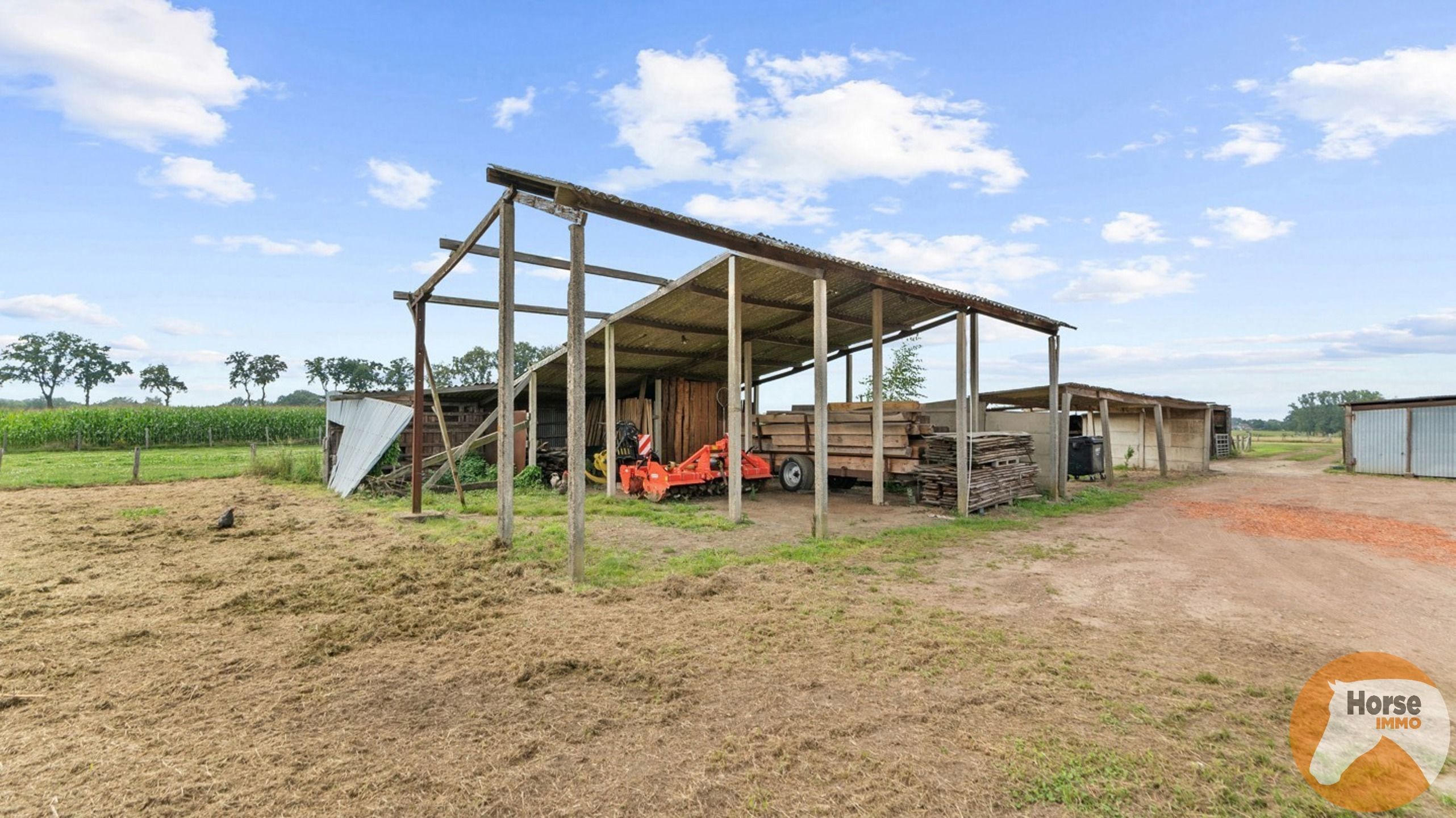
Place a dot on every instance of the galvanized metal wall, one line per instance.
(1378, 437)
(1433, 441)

......

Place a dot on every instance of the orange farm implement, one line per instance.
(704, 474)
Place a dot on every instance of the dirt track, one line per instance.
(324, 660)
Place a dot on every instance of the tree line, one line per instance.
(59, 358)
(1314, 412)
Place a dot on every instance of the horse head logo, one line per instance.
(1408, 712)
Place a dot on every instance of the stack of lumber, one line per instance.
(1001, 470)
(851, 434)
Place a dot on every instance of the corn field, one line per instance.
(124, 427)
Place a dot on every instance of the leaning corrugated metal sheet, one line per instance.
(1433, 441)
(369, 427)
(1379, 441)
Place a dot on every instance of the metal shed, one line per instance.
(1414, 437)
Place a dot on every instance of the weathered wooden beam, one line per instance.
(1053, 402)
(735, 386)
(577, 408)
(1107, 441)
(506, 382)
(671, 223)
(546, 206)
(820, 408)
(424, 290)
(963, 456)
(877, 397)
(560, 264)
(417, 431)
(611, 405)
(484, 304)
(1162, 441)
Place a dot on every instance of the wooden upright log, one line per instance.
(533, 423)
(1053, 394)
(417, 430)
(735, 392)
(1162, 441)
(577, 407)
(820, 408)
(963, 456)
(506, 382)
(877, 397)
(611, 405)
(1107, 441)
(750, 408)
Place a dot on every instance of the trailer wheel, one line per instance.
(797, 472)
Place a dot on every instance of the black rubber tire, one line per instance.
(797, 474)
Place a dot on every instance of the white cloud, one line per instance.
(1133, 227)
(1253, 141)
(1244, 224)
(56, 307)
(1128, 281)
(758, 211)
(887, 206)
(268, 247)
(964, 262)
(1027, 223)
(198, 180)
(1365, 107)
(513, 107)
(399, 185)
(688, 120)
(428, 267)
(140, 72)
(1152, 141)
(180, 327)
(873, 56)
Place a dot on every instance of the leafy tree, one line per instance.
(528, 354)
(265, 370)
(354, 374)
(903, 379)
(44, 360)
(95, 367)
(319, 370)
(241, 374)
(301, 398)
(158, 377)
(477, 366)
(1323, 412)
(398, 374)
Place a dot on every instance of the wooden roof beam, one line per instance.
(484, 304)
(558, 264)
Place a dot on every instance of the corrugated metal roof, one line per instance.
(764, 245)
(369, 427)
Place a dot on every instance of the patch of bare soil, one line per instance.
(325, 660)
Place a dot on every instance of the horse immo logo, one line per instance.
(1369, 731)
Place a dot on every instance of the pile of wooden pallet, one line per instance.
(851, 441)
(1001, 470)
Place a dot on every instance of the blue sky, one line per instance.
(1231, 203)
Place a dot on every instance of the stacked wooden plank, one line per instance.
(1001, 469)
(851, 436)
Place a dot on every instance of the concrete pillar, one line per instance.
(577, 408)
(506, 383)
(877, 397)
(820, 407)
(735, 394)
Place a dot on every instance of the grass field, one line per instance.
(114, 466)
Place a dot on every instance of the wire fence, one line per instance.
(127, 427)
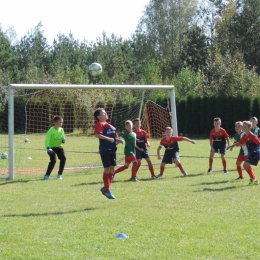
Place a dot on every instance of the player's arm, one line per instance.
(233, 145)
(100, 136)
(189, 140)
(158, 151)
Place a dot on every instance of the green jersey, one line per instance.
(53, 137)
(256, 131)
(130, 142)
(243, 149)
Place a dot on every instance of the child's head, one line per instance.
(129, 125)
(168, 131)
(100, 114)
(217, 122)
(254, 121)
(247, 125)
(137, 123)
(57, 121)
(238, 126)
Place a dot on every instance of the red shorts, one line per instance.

......

» **Instructions for the task**: The answer is the lines of the material above, from the one containing "Place a dot on every instance of the stacked" down to the one containing "Place a dot on every instance of the red", given exactly and without images.

» **Solution to this problem**:
Place a dot on every instance of the stacked wooden plank, one line per instance.
(1001, 469)
(851, 436)
Place a dot on every instance of the concrete pillar, one line per instance.
(577, 408)
(506, 383)
(877, 397)
(820, 407)
(735, 394)
Place a dot on every instance of the grass field, one line per instance.
(114, 466)
Place a dot on every instance of the wire fence, one line per instance.
(127, 427)
Place a dot on every instance of the player's arm, one line per instance.
(233, 145)
(100, 136)
(189, 140)
(158, 151)
Place a dot on every instance of the green jersey, one line per instance.
(53, 137)
(256, 131)
(130, 142)
(243, 149)
Place a dot on every instance of the child's head, one line per instance.
(129, 125)
(168, 131)
(100, 114)
(217, 122)
(254, 121)
(247, 125)
(137, 123)
(57, 121)
(238, 126)
Place a dot on every instance of the red shorts, one line per instance.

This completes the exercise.